*Source passage:*
Viking women had sex appeal

Recent discoveries in a 10th century gravesite in the Russian town of Pskov, Novgorod lead researchers to believe that Viking women dressed more provocatively than previously believed. New research may show that women's garments were open at the front, revealing an underdress with a train in the back.

”One might imagine that the Christian church had some misgivings about a style of dress which emphasized the breast and in addition revealed the front of the linen blouse underneath. It is also possible that this outfit was associated with pagan rituals and was therefore forbidden,” archaeologist Annika Larsson speculates.

Slavic influence?

When I first saw the reconstruction the first thing that struck me was that it looked like a borrowing of the Slavic "back skirt", which even if one doesn't believe has Ice Age antecedents certainly has a very long history in slavic areas. Eastern Sweden, obviously did have a lot of contact with Slavic regions. ( I believe Elizabeth Barber has written on this extensively in English.)

Personally, I have no problem with fashion being both more regional and occassional than we currently present it and see no need to throw out the rule book on everything we think so far about viking clothing. I think it's building castles in the air to speculate that the outfit was forbidden by missionaries. The body of evidence is just to small as yet.

As an archaeologist with more than a passing interest in the north European textile tradions and early mediaeval literature my feeling at the moment is that women tended to keep themselves pretty well covered in public life. (Perhaps not during ritual occassions and during hard work) Partly because of the great emphasis in literature from all over Europe on the mantel/cloak (and the magic woven into it) and the widespread belief in the magic of hair, where adult female hair seems only to be completely free of all restraints for ritual purposes or to underline a character's otherworldliness. I think these ideas are pre-Christian. Germanic regions in particular were very controlling of women's sexuality, see Tacitus.

Was the outfit "sexy"? Who's to say? Maybe somebody dressed like that was just normal, or foreign, or too frightningly full of supernatural power to me sexy. Or maybe it was. We don't know. For myself I don't find it anywhere near as provocative as the Danish Bronze Age string skirts and disk belts.

We scholars are allowed to disagree with another;) The academic emphasis at Uppsala is different from the scholarly tradition I was formed under, so it's only natural that we approach things differently. Uppsala's way of thinking isn't my cup of tea/horn of mead, so what? I'd love to see the original excavation report and specialist assessment, just to make my own mind up.

Records from a dataset
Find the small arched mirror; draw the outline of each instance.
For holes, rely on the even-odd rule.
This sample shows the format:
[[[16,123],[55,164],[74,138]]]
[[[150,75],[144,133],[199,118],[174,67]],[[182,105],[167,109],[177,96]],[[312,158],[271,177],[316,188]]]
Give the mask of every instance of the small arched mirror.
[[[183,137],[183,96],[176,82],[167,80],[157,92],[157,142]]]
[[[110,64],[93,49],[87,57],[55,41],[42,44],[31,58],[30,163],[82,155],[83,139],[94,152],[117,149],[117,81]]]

*Problems to solve:*
• A. Decide whether each statement agrees with the post on Viking women's dress, answering yes or no and quoting the words that decide it: (i) the gravesite is from the 10th century; (ii) the writer considers it well founded to say missionaries forbade the outfit; (iii) the writer finds the outfit more provocative than the Danish Bronze Age string skirts.
• B. According to the post on Viking women's dress, which archaeologist speculated that the Christian church may have had misgivings about the style?
• C. List every article of clothing or dress named in the post on Viking women's dress.

*Written responses:*
• A.
(i) Yes: "a 10th century gravesite in the Russian town of Pskov, Novgorod"
(ii) No: "I think it's building castles in the air to speculate that the outfit was forbidden by missionaries."
(iii) No: "For myself I don't find it anywhere near as provocative as the Danish Bronze Age string skirts and disk belts."

• B. Annika Larsson

• C.
- Underdress with a train
- Linen blouse
- Slavic "back skirt"
- Mantel/cloak
- String skirts
- Disk belts